Objective -
Arrange the records from the start through the line holding "x=610 y=258", inclusive, as a two-column CSV with the columns text and answer, one row per record. Put each value in a single quoted field, with line breaks replaced by spaces.

Point labeling examples -
--- begin ---
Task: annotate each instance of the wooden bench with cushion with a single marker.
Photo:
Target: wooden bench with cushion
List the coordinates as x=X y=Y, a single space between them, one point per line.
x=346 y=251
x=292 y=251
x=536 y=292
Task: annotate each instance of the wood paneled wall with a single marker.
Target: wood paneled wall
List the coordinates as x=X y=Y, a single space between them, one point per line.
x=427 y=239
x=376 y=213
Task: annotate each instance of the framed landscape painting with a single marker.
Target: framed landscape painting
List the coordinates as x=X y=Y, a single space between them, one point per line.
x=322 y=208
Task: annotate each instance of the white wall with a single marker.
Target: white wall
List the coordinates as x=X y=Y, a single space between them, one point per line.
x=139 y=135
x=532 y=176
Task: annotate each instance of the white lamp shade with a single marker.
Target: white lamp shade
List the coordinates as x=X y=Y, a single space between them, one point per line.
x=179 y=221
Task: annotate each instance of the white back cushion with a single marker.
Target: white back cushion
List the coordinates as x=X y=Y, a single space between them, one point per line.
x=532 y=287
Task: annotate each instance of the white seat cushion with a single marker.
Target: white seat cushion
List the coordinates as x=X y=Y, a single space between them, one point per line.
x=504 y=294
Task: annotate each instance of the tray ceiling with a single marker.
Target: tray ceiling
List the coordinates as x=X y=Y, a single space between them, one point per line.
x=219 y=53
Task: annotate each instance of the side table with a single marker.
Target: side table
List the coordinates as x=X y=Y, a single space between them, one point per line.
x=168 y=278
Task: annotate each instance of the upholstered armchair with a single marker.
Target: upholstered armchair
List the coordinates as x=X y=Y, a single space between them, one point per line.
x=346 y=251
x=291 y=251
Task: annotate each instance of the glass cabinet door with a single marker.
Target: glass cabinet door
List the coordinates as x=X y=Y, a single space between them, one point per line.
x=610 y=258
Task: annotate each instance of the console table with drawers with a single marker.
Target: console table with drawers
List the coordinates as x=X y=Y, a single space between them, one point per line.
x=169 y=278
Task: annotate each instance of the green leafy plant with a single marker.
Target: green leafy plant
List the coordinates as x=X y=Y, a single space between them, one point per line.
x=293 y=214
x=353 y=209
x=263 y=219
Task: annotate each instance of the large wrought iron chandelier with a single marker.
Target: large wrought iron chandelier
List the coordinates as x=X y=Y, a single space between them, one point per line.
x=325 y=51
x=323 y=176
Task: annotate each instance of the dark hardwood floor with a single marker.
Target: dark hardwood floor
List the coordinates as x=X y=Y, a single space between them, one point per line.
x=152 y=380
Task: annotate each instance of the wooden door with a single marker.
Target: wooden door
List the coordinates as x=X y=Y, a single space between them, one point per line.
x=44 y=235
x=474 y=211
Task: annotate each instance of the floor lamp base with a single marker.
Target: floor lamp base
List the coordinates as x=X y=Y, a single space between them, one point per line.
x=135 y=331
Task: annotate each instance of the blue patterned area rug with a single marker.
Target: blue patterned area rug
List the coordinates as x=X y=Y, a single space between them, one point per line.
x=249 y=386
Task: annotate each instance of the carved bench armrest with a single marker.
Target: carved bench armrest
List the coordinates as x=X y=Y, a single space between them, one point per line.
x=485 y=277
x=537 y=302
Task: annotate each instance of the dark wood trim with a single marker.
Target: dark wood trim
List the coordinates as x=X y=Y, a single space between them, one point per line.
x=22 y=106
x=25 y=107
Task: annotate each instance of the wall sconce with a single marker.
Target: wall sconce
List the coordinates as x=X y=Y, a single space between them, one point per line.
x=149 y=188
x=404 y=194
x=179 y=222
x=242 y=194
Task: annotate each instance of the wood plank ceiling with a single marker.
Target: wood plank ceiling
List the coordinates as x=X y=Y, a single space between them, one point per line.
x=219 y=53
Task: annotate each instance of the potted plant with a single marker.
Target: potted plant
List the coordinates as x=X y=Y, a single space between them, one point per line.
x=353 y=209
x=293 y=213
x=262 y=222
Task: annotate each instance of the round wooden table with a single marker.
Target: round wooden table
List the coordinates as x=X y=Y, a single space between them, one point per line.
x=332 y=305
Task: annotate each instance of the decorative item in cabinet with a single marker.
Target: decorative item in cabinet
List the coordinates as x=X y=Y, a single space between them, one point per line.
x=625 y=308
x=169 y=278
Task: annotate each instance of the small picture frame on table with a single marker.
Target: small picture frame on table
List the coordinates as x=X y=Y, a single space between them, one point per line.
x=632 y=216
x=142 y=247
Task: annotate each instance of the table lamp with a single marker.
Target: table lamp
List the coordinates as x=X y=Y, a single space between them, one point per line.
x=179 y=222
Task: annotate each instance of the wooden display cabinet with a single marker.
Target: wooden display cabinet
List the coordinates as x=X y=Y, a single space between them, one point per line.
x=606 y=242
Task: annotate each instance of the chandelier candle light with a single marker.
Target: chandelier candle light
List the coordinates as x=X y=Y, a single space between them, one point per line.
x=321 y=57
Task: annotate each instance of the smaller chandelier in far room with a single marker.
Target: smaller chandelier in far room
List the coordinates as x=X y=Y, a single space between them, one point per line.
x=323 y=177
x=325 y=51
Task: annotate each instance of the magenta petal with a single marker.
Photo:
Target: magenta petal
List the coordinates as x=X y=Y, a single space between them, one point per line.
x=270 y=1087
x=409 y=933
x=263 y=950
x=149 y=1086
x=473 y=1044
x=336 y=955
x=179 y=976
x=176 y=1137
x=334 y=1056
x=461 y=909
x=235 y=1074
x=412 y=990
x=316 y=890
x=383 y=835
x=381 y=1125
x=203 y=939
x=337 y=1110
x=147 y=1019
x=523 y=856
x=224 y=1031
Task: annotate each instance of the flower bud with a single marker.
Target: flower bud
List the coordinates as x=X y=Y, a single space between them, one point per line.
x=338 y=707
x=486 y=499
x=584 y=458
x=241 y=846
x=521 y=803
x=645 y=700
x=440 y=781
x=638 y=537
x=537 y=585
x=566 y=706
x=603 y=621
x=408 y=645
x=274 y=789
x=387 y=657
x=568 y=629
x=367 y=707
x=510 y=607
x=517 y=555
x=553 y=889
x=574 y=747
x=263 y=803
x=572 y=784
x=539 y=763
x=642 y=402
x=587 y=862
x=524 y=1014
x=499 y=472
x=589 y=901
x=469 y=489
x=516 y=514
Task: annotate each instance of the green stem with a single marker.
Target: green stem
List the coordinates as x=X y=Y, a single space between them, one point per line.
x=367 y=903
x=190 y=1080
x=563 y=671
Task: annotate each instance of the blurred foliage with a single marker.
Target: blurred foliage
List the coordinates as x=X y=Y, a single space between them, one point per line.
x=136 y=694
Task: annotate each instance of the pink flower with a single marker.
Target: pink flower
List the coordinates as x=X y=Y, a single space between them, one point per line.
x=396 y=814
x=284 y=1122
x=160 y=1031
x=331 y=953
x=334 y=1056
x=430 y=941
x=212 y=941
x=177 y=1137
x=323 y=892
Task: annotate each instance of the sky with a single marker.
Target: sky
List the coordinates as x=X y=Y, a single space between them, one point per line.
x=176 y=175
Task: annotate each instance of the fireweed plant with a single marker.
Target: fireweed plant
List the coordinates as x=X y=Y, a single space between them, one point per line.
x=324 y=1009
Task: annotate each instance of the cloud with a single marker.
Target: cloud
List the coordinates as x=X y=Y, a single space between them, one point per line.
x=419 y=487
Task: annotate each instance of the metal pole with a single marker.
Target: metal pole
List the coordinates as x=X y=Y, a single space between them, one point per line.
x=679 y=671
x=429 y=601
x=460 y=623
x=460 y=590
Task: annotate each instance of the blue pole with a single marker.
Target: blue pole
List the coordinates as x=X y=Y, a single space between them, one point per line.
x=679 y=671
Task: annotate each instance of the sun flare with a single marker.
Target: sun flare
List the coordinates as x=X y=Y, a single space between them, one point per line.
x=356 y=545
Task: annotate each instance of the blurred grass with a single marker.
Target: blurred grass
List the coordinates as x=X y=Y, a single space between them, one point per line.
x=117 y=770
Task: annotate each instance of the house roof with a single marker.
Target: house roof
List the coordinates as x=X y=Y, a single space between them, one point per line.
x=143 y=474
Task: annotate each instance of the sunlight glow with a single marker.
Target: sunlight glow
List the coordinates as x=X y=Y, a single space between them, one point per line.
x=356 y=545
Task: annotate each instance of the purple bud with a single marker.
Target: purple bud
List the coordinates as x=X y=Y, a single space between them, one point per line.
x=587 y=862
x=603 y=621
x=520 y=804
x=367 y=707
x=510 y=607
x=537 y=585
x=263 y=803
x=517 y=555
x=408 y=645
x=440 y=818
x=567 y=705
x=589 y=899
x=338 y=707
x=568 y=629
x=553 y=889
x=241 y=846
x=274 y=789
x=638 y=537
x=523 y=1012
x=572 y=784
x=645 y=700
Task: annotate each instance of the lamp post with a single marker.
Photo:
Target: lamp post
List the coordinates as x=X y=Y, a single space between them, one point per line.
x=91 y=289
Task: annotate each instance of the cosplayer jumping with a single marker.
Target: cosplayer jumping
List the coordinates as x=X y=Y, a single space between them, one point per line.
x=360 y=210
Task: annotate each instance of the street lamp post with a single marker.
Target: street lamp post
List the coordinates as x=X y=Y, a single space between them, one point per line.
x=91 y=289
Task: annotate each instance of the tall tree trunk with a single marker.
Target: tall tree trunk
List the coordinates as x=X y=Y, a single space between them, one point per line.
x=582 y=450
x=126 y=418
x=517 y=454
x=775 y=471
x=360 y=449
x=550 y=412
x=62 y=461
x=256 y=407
--- end ---
Task answer -
text,answer
"Task: annotate each instance of the wooden bench with cushion with a single marker. Photo: Target: wooden bench with cushion List the coordinates as x=X y=Y, a single space between them, one point per line.","x=346 y=251 x=292 y=251 x=536 y=292"
"Task: annotate each instance of the wood paneled wall with a single marker. Target: wood paneled wall List the coordinates as x=X y=Y, a single space between them, one point per line.","x=427 y=239 x=376 y=213"
"Task: annotate each instance of the framed landscape painting with a single marker. Target: framed landscape painting List the coordinates as x=X y=Y, a single space between them, one point per line.","x=322 y=208"
"Task: annotate each instance of the white wall with a single marker. Target: white wall List the coordinates as x=X y=Y, a single space between them, one point per line.","x=139 y=135 x=532 y=176"
"Task: annotate each instance of the white lamp shade with a single marker. Target: white lamp shade List the coordinates as x=X y=Y, a single space between them, one point per line.","x=179 y=221"
"Task: annotate each instance of the white back cushion with a single marker. Target: white back cushion List the coordinates as x=X y=Y, a single space between them, one point per line.","x=532 y=287"
"Task: annotate each instance of the white seat cushion with a single marker. Target: white seat cushion List the coordinates as x=X y=Y, a single space between them, one point per line.","x=504 y=294"
"Task: annotate each instance of the tray ceiling with a single marker. Target: tray ceiling List the coordinates as x=X y=Y, a single space between them, one point per line.","x=219 y=53"
"Task: annotate each instance of the side table with a single marker. Target: side table List the coordinates as x=X y=Y, a single space between them, one point per line.","x=168 y=278"
"Task: annotate each instance of the upholstered armchair with a single marker. Target: upholstered armchair List the coordinates as x=X y=Y, a single space between them, one point per line.","x=346 y=251 x=291 y=251"
"Task: annotate each instance of the glass cabinet door with a single marker. Target: glass cabinet door List the coordinates as x=X y=Y, a single space between them, one point per line.","x=610 y=258"